**WHAT YOU NEED TO DO**
Go to the line holding "Task: If you could identify the green tree" in the entries below and write out exactly every line down to and including the line holding "point(279, 152)".

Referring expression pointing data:
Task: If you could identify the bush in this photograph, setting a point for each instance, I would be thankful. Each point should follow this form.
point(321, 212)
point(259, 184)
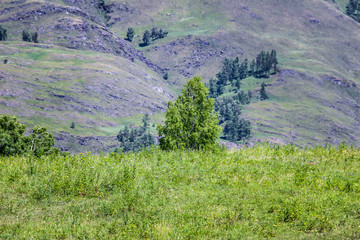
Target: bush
point(13, 142)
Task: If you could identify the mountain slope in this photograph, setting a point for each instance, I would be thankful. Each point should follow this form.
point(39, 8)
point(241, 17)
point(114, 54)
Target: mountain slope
point(314, 99)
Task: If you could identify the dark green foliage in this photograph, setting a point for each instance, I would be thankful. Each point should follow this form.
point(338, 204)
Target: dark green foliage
point(40, 142)
point(264, 64)
point(190, 122)
point(13, 142)
point(137, 137)
point(130, 34)
point(101, 4)
point(243, 98)
point(146, 121)
point(3, 34)
point(353, 9)
point(26, 36)
point(146, 38)
point(166, 76)
point(157, 33)
point(11, 136)
point(237, 129)
point(263, 94)
point(228, 108)
point(34, 37)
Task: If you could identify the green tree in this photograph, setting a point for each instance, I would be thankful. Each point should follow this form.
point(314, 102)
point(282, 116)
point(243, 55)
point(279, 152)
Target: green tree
point(190, 122)
point(130, 34)
point(237, 129)
point(34, 37)
point(11, 136)
point(351, 8)
point(26, 36)
point(3, 34)
point(146, 121)
point(146, 38)
point(263, 94)
point(40, 141)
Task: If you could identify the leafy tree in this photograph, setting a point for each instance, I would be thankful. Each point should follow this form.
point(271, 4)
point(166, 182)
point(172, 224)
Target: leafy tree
point(191, 122)
point(237, 129)
point(13, 142)
point(11, 136)
point(146, 38)
point(26, 36)
point(130, 34)
point(263, 94)
point(3, 34)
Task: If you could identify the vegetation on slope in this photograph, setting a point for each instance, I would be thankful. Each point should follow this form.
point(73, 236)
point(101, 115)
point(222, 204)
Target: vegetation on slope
point(261, 192)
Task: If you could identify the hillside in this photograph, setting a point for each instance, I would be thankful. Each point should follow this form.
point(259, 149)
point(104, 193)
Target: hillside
point(313, 99)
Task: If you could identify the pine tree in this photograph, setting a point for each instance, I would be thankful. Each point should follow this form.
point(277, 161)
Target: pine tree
point(263, 94)
point(190, 122)
point(146, 121)
point(237, 129)
point(146, 38)
point(351, 8)
point(26, 36)
point(34, 37)
point(274, 61)
point(3, 34)
point(130, 34)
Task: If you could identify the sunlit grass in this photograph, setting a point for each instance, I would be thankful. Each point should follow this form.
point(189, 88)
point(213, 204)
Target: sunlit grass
point(261, 192)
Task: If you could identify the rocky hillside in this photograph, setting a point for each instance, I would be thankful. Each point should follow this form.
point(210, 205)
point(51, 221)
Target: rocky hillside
point(84, 71)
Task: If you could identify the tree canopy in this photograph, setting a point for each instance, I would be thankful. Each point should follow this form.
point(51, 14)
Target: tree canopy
point(13, 142)
point(191, 122)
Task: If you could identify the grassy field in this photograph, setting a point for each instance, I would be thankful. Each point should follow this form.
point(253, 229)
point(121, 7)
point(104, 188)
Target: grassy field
point(261, 192)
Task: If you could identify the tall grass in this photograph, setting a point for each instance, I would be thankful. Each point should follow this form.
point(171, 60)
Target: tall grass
point(261, 192)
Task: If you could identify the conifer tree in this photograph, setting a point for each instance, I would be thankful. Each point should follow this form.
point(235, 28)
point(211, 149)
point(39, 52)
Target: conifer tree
point(146, 38)
point(190, 122)
point(263, 94)
point(34, 37)
point(130, 34)
point(3, 34)
point(26, 36)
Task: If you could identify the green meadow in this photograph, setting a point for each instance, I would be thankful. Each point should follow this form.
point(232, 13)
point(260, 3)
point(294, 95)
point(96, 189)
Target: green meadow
point(279, 192)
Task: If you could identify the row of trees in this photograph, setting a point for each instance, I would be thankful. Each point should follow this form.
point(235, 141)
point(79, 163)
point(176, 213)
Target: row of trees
point(13, 142)
point(154, 34)
point(233, 71)
point(3, 33)
point(30, 37)
point(353, 9)
point(26, 36)
point(135, 138)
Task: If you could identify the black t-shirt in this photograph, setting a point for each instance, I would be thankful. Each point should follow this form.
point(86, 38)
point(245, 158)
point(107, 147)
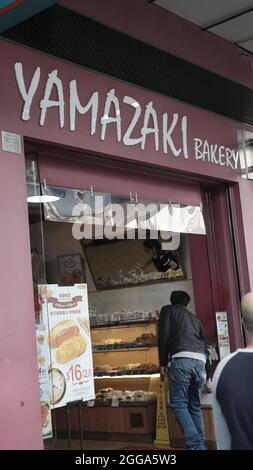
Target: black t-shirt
point(162, 260)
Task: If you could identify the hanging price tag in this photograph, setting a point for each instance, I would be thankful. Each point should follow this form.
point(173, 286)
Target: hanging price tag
point(90, 403)
point(115, 403)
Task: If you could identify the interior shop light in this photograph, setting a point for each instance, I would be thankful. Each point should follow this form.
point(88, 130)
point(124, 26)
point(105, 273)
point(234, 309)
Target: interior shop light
point(34, 193)
point(39, 199)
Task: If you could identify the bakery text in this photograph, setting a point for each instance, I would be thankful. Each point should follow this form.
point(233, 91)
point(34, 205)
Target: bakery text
point(122, 117)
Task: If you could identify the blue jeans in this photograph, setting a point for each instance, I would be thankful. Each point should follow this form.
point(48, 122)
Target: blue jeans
point(186, 379)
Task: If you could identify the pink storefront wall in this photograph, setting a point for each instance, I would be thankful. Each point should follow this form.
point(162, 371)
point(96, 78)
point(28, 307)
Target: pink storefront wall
point(19, 404)
point(20, 422)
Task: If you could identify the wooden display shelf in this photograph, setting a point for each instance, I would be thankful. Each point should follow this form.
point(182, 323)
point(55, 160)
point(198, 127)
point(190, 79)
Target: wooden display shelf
point(129, 382)
point(127, 333)
point(123, 324)
point(122, 349)
point(133, 419)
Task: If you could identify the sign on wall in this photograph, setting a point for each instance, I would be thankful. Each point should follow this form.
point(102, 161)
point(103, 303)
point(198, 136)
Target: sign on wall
point(42, 358)
point(65, 310)
point(223, 334)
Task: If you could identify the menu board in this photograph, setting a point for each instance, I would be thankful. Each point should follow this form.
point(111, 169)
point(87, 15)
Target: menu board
point(65, 310)
point(223, 334)
point(42, 357)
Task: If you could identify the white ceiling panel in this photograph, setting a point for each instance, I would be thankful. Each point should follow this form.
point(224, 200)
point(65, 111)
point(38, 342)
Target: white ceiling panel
point(237, 30)
point(205, 12)
point(248, 45)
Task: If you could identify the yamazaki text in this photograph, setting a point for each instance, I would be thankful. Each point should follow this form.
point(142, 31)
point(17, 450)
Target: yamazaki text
point(143, 123)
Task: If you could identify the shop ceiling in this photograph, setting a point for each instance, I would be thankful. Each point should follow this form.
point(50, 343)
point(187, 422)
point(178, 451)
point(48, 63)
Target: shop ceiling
point(229, 19)
point(13, 12)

**REPLY TO THE EXERCISE**
Task: If you could identify the green tree in this photograph, setting a point for each instance, I would be thankful. Each point should follow this form.
point(314, 102)
point(282, 116)
point(243, 55)
point(279, 152)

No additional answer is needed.